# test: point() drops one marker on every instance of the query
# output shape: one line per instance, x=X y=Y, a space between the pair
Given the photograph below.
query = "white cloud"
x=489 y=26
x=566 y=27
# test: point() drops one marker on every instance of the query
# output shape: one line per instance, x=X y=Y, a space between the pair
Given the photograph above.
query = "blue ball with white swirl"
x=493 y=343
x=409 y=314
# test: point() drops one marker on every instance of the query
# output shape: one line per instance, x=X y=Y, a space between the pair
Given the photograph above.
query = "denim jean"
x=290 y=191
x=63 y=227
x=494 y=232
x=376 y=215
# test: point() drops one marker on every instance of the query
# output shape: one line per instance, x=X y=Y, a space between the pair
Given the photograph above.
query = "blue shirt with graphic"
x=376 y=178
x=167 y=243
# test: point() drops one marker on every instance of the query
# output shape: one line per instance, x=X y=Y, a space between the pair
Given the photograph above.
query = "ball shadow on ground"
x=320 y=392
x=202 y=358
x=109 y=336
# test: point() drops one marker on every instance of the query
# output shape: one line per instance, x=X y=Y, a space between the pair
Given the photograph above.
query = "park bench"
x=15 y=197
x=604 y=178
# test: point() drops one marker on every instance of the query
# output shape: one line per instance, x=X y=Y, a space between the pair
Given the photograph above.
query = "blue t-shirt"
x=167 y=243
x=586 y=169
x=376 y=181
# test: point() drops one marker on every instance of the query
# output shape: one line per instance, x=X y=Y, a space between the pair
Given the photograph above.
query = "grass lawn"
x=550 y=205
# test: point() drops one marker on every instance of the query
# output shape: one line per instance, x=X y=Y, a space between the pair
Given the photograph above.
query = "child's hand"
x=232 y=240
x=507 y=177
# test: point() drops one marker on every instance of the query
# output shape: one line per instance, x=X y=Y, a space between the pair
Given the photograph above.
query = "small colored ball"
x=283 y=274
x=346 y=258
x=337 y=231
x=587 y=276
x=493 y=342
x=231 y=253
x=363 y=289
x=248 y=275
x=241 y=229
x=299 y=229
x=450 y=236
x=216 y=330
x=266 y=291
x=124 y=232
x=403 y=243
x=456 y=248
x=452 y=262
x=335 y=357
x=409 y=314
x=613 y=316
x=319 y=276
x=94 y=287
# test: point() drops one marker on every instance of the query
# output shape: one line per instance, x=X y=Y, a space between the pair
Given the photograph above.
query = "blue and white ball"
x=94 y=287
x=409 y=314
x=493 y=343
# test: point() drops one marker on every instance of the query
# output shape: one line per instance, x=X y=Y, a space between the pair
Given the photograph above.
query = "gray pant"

··········

Return the entries above word for word.

## Solution to this task
# test: point() drops one marker on every instance of the query
# output shape: one line per instance, x=X y=Y, a space between the pair
Given the photograph below.
query = "white cloud"
x=489 y=26
x=566 y=27
# test: point() drops one marker on every instance of the query
# output shape: one line per instance, x=X y=Y, a space between the pair
Given the photograph above.
query = "blue ball with white swirl"
x=493 y=343
x=409 y=314
# test: point() drops one marker on every instance of the query
# output shape: one line per instance, x=X y=Y, a space between the pair
Given the photograph above.
query = "denim jean"
x=290 y=191
x=63 y=227
x=494 y=232
x=376 y=215
# test: point() drops one marker on every instance of the query
# output shape: one line per instance, x=X y=Y, a space between the pair
Given the photograph above.
query = "blue shirt with graphic"
x=376 y=178
x=167 y=243
# test: point() drops one marker on every instance of the query
# output shape: one line per instance, x=X y=Y, a space between the pair
Given the photograph above.
query = "ball shadow on ground"
x=320 y=392
x=202 y=358
x=109 y=336
# test: point() drops one marker on every instance of the query
# output shape: one line per instance, x=X y=Y, a space between the pair
Given the photograph above.
query = "park bench"
x=15 y=197
x=604 y=178
# test: point() drops one marker on every instance of the query
# output shape: one line per instance, x=X y=Y, a space between the pair
Given the photograph above.
query = "blue t-shirt"
x=167 y=243
x=586 y=169
x=376 y=181
# test: point() drops one marker on every instance of the query
# output shape: one line per instance, x=X y=Y, a space between the pair
Given the photograph above.
query = "grass lawn"
x=550 y=205
# test: point() drops one marker on every instance of the query
# output shape: one line per instance, x=X y=Y, a space between the pair
Given the photograph above.
query = "child's hand"
x=232 y=240
x=507 y=177
# test: point() drops one marker on every instance of the query
# output shape: one line per instance, x=X y=Y, a space between the pair
Given the photograph above.
query = "small colored ball"
x=283 y=274
x=346 y=258
x=337 y=231
x=587 y=276
x=493 y=342
x=231 y=253
x=363 y=289
x=248 y=275
x=241 y=229
x=299 y=229
x=450 y=236
x=216 y=330
x=266 y=291
x=124 y=232
x=403 y=243
x=456 y=248
x=452 y=262
x=335 y=357
x=409 y=314
x=613 y=316
x=319 y=276
x=94 y=287
# test: point() drops one marker on every instance of the query
# output shape: one line per instance, x=X y=Y, a space between the pair
Given the photograph above.
query = "blue and white ball"
x=94 y=287
x=409 y=314
x=493 y=343
# test: point() drops one marker on every instance of the query
# output shape: one line per instance, x=X y=Y, a space between the pair
Given the photograph above.
query = "gray pant"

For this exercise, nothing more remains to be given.